## WORK TO COMPLETE:
Show each line of the records below that contains the word "brown", copying every such line in full.

═════ DATASET ROWS

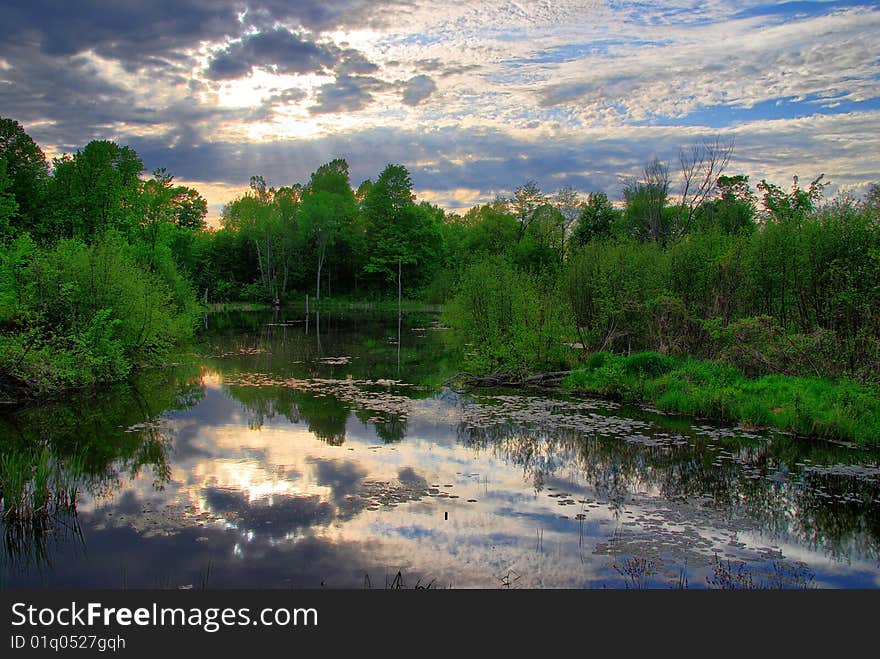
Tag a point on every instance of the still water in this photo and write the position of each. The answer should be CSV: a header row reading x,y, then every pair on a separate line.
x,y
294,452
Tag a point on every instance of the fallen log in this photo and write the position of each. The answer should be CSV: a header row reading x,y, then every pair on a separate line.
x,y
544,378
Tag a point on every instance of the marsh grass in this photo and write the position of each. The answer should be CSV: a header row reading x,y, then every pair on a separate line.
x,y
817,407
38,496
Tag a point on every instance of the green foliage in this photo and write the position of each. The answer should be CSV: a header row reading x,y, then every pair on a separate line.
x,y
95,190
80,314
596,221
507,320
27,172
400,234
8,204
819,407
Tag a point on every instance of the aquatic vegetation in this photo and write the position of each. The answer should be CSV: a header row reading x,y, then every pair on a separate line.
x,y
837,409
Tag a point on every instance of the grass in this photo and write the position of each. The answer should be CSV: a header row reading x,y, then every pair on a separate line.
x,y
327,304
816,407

══════════
═════ DATASET ROWS

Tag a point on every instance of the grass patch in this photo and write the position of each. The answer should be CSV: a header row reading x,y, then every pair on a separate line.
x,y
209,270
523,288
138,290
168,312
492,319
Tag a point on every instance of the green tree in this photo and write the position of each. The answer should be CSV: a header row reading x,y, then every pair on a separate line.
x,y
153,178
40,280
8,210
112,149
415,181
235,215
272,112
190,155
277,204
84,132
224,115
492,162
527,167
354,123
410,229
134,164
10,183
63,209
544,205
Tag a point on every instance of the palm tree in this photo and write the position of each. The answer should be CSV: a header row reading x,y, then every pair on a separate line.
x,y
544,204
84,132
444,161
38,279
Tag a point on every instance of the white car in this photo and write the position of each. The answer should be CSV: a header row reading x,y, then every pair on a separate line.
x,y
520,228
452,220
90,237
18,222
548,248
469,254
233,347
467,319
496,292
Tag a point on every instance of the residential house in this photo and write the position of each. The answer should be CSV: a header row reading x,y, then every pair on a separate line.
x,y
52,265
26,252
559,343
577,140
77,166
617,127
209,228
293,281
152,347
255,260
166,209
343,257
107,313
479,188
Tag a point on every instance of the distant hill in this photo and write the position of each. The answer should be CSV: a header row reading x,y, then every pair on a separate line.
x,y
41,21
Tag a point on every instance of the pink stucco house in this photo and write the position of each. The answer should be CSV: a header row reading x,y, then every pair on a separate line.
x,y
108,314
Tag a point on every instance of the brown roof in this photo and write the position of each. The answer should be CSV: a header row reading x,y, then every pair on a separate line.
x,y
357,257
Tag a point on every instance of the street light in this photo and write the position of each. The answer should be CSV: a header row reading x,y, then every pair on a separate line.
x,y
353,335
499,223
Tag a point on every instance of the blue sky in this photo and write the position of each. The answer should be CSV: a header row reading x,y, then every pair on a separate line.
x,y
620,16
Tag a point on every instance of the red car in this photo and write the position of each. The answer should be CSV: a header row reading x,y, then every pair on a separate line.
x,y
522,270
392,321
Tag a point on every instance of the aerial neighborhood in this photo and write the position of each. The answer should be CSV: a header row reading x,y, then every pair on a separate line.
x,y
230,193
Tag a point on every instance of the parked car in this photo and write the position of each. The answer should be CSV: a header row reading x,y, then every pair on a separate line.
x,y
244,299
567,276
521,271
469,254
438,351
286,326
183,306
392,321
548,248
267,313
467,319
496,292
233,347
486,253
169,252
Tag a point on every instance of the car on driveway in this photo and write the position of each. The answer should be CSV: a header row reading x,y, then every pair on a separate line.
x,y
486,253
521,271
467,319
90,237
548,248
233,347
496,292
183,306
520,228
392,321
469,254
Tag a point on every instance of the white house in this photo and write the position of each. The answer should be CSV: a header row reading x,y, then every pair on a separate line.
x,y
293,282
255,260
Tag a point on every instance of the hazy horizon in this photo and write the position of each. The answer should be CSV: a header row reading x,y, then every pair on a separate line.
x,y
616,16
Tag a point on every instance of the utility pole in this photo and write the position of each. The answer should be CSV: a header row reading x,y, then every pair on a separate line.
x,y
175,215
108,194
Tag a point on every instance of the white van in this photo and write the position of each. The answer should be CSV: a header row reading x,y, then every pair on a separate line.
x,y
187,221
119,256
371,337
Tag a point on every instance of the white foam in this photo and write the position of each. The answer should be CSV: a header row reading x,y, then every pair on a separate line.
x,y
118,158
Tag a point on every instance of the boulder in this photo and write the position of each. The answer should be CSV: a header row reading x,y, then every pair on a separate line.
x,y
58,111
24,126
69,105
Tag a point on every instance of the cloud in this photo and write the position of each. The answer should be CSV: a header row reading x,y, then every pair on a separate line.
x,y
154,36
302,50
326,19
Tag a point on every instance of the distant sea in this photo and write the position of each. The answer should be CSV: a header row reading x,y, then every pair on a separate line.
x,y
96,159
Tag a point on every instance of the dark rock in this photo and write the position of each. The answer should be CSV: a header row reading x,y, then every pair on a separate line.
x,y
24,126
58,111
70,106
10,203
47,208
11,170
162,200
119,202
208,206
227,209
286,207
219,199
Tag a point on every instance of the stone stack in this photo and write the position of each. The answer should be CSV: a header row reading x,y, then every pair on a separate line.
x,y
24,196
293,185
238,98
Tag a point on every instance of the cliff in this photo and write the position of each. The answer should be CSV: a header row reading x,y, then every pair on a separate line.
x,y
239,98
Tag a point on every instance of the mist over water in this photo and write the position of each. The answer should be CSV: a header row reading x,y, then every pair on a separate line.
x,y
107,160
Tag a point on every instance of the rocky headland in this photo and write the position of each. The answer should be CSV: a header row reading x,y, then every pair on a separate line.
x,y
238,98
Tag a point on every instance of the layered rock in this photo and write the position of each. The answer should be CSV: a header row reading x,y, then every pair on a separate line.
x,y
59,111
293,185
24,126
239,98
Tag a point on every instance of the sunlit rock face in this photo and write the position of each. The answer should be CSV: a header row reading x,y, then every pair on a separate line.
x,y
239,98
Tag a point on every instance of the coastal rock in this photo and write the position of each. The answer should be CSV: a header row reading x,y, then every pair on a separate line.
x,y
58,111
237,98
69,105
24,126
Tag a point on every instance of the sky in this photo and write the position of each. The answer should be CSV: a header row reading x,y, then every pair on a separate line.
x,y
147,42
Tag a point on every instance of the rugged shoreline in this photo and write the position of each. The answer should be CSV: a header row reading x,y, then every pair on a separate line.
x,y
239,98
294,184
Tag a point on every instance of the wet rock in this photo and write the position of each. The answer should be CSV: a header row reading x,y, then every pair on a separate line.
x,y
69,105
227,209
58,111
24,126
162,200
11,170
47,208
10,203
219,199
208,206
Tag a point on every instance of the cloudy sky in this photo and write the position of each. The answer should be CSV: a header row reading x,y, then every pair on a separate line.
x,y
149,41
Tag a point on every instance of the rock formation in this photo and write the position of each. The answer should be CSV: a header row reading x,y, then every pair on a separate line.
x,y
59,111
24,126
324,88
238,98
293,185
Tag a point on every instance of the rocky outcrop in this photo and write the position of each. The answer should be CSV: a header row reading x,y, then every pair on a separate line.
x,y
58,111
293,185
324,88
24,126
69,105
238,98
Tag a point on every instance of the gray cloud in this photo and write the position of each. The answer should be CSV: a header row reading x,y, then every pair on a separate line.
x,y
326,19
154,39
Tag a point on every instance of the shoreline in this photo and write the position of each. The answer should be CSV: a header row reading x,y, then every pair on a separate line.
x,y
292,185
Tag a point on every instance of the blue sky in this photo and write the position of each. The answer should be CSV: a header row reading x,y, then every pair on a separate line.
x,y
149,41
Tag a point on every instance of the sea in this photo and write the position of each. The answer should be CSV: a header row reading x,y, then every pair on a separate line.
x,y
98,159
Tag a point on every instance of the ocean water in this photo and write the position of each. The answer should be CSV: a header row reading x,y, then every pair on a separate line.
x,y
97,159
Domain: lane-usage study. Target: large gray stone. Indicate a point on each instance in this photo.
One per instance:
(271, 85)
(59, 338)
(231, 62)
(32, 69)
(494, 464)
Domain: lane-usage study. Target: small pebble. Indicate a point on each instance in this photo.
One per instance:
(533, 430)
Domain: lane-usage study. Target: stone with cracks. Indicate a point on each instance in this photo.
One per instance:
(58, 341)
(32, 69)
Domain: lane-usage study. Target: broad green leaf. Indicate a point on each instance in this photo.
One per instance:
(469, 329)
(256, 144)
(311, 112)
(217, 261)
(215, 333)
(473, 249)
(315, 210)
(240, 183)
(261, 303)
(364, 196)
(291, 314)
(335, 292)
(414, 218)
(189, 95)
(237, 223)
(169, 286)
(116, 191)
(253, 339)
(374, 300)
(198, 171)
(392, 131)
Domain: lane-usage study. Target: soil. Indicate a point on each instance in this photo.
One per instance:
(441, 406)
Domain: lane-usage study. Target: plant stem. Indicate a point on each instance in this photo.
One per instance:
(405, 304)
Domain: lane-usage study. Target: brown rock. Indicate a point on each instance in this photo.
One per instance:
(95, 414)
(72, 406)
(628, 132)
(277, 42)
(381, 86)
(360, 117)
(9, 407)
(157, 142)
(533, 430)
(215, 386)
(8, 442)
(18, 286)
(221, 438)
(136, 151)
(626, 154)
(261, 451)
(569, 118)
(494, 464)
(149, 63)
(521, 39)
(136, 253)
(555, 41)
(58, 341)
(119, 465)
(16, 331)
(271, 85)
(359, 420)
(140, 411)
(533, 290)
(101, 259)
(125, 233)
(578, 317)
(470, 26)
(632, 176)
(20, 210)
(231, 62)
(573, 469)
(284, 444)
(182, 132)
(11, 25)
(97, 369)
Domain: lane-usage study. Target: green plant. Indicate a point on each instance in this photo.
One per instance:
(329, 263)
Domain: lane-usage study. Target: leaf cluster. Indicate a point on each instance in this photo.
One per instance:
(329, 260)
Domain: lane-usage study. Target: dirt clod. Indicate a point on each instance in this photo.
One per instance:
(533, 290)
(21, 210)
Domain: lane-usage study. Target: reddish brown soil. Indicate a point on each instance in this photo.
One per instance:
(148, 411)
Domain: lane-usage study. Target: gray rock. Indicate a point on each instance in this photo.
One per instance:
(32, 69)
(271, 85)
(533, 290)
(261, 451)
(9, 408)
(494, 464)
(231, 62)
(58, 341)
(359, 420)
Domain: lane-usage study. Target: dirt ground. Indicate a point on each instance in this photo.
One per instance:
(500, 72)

══════════

## EXERCISE RESPONSE:
Tag a point on every instance of the brown roof in this photo and write the position of each. The answer should be CSV: a header row reading x,y, then every pair on a separate line.
Domain: lane-usage study. Target: brown rock. Indicate a point on each instance in this photo.
Domain: lane-usage study. Target: reddish brown soil. Indicate a point on each instance in this photo.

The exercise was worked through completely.